* _ZU ERLEDIGENDE AUFGABEN_:
(A) Beantworten Sie anhand des Textauszugs über Geschäfte in Ehrenfeld die folgenden Fragen:
(i) Wie heißt die Mitarbeiterin von Susanne Töller?
(ii) An welcher Straße liegt das Ladenlokal von Hohmann Orthopädie-Schuhtechnik?
(iii) Wo war das Unternehmen von Jörg Hohmann ansässig, bevor es nach Ehrenfeld kam?
(B) Erklären Sie mit den Angaben aus dem Textauszug über Geschäfte in Ehrenfeld, warum Jörg Hohmann den Standort in Ehrenfeld gewählt hat.
(C) Schreiben Sie den Textauszug über Geschäfte in Ehrenfeld ab dem Satz über den früheren Sitz in Witten fort.

* _TEXTAUSZUG_:
# # # # # # #

Den zehnten Geburtstag im kommenden Jahr will sie groß feiern. Wie die nächsten zehn Jahre werden, lässt sie auf sich zukommen. Zum Herbst sucht sie erstmal ein neues Teammitglied, das sie und Mitarbeiterin Lisa unterstützt. Eine Ausbildung im Kosmetikbereich wäre wünschenswert, viel wichtiger sind Susanne Töller aber Neugier und Offenheit – so, wie die Menschen im Ehrenfeld eben auch sind.

Hohmann Orthopädie-Schuhtechnik

In einem unscheinbaren Ladenlokal an der Oskar-Hoffmann-Straße entstehen handgemachte Unikate. Seit 2009 fertigt Jörg Hohmann hier mit seinem Team orthopädische Maßschuhe, Einlagen und medizinische Hilfsmittel – für den Fuß bis zum Knie. Der Standort in Ehrenfeld ist dabei nicht zufällig gewählt: „Wir haben hier die perfekten Räumlichkeiten gefunden. Die Lage ist ideal, gut erreichbar für unsere Kundschaft aus Bochum und Umgebung – und wir fühlen uns im Viertel wohl“, sagt Hohmann. Zuvor war das Unternehmen sechs Jahre lang in Witten ansässig.

# # # # # # #

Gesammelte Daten
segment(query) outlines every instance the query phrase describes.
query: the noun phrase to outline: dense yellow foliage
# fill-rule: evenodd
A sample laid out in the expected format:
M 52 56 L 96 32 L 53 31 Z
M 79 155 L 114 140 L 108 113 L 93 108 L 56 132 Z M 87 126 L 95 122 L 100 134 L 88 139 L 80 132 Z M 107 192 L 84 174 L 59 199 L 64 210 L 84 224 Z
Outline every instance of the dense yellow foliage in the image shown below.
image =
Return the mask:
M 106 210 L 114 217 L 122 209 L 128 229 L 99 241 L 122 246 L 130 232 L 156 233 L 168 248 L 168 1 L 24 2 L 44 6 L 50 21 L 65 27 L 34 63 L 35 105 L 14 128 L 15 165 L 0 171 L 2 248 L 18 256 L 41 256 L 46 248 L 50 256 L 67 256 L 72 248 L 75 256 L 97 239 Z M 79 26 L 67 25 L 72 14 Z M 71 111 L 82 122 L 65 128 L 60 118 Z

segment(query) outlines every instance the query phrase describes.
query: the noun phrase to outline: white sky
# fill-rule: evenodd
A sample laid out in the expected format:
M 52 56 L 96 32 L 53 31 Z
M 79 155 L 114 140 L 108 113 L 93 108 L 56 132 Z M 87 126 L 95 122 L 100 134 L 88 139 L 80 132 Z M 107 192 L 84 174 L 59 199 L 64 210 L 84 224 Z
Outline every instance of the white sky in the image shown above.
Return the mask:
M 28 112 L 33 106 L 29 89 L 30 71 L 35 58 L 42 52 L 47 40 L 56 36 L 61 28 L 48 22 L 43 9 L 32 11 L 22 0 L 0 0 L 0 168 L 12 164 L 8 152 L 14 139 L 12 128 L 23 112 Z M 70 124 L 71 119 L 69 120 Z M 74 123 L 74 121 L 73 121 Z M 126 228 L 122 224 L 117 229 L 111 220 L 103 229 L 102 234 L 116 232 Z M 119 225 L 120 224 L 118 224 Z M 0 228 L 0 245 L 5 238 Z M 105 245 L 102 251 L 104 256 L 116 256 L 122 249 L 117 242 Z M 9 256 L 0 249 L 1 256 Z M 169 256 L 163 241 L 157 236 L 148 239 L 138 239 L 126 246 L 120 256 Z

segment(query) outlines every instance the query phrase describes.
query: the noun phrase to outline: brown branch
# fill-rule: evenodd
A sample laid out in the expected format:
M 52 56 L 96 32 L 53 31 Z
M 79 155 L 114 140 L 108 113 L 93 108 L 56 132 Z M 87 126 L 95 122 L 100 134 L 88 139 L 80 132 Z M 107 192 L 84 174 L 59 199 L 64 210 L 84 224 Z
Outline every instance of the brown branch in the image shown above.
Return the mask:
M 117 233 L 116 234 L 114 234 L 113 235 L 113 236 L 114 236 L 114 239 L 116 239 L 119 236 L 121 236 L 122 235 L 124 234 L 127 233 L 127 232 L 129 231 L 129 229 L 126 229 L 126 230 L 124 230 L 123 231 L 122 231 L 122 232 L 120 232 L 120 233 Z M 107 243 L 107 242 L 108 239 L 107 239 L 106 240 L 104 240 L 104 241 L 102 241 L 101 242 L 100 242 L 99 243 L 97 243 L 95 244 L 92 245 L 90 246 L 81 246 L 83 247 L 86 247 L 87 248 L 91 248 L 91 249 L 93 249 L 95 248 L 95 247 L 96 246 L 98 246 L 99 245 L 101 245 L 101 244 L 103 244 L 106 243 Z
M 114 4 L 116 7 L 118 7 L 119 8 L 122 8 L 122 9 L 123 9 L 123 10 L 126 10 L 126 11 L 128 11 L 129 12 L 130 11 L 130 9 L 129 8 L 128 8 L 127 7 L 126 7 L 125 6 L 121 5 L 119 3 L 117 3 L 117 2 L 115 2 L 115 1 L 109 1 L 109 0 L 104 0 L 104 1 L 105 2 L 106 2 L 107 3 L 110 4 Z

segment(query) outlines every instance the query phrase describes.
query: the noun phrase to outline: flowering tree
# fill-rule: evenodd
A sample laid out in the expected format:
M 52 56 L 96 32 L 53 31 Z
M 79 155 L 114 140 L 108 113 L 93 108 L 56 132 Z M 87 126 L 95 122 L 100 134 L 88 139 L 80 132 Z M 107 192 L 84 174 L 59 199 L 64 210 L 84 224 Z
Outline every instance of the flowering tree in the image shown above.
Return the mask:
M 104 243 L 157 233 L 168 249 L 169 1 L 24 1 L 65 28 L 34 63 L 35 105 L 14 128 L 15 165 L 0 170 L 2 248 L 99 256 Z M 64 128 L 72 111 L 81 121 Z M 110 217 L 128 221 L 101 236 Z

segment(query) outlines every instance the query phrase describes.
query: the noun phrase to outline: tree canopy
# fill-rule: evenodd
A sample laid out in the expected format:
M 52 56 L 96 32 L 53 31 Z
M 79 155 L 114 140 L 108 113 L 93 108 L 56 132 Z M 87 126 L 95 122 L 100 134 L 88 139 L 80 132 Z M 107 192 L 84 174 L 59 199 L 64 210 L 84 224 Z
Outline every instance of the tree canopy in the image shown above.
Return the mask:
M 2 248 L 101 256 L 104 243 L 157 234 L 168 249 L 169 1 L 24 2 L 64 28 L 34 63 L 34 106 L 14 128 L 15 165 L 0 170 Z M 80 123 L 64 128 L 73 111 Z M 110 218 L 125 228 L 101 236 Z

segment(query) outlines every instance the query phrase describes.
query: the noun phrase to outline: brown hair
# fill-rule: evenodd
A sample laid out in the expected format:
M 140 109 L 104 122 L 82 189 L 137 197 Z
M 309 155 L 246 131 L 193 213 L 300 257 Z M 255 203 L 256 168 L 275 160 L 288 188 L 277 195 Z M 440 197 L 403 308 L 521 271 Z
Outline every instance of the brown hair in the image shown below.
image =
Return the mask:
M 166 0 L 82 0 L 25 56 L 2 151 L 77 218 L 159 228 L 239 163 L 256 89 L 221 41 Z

# # # # # # #

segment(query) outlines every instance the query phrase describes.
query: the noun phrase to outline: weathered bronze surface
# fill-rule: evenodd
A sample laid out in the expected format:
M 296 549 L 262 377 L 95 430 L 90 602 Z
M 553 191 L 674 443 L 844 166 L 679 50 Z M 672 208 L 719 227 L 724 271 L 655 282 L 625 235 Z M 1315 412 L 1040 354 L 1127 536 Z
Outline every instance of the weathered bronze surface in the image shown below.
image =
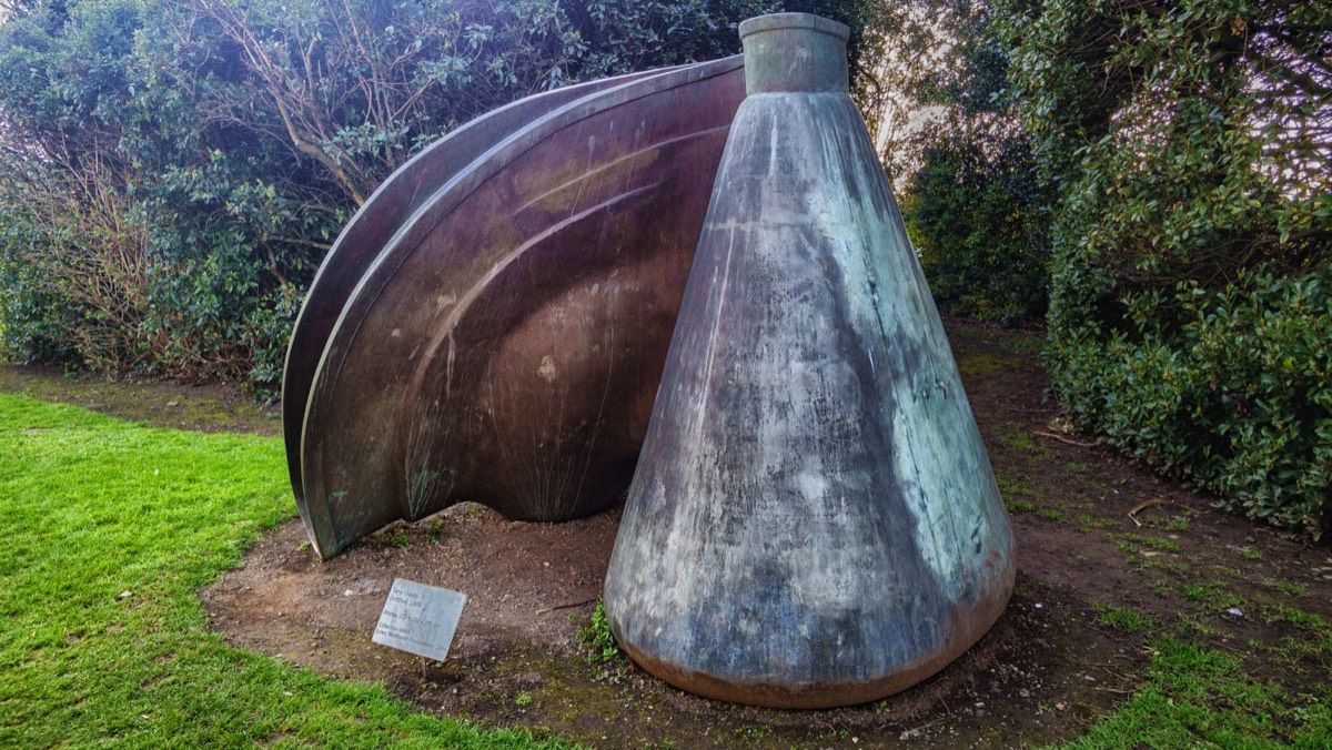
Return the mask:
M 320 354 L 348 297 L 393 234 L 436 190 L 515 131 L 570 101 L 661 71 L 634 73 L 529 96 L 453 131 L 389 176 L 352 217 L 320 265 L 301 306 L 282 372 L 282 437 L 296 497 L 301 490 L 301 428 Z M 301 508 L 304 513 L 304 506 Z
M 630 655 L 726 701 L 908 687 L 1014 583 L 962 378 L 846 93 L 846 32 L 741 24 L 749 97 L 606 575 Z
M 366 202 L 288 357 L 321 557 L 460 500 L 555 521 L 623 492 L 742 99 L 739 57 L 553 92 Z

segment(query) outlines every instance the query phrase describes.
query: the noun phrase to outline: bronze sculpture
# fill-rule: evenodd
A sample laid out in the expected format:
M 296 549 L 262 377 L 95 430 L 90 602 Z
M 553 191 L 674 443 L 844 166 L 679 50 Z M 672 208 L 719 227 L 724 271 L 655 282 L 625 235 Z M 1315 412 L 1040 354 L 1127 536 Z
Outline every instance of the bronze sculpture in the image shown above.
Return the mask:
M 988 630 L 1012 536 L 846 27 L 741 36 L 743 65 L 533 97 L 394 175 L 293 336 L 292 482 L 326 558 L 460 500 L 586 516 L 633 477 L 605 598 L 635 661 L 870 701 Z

# # # # # # #

* _ERWARTETE ERGEBNISSE_:
(A)
(i) Sie heißt Lisa.
(ii) Es liegt an der Oskar-Hoffmann-Straße.
(iii) Das Unternehmen war sechs Jahre lang in Witten ansässig.

(B) Hohmann hat dort die perfekten Räumlichkeiten gefunden. Die Lage ist ideal und für die Kundschaft aus Bochum und Umgebung gut erreichbar. Außerdem fühlt sich das Team im Viertel wohl.

(C)
In den Werkräumen gibt es viel zu entdecken: Zwischen modernen Scan-Geräten, robusten Schleifmaschinen, Bögen aus Leder und Schaumstoffen, Spachtelmasse und Spindeln voller Nähgarn. Der Mix aus Hightech und altem Handwerk ist kein Widerspruch, sondern Alltag. „Man kann nicht alles digitalisieren“, erklärt Hohmann und zeigt auf eine Nähmaschine aus den 1950er-Jahren. „Mit alten Schätzchen kann ich jeden Stich exakt setzen – bei empfindlichen Materialien unverzichtbar.“
Das Besondere bei Hohmann: Hier wird nichts von der ­Stange gefertigt. Jeder Schuh, jede Einlage ist ein Unikat – angepasst an das Gangbild, die Fußform, die Beschwerden der jeweiligen Kund:innen. Dafür braucht es Erfahrung, ­Fingerspitzengefühl – und Zeit. „Zwischen der ersten Messung und dem fertigen Schuh liegen sechs bis acht ­Wochen. Jeder kleine Schritt ist Handarbeit“, so der Inhaber. ­Besonders bei komplexen Krankheitsbildern zählt jedes ­Detail, damit der Schuhe am Ende perfekt passt.
Man kann nicht alles digitalisieren.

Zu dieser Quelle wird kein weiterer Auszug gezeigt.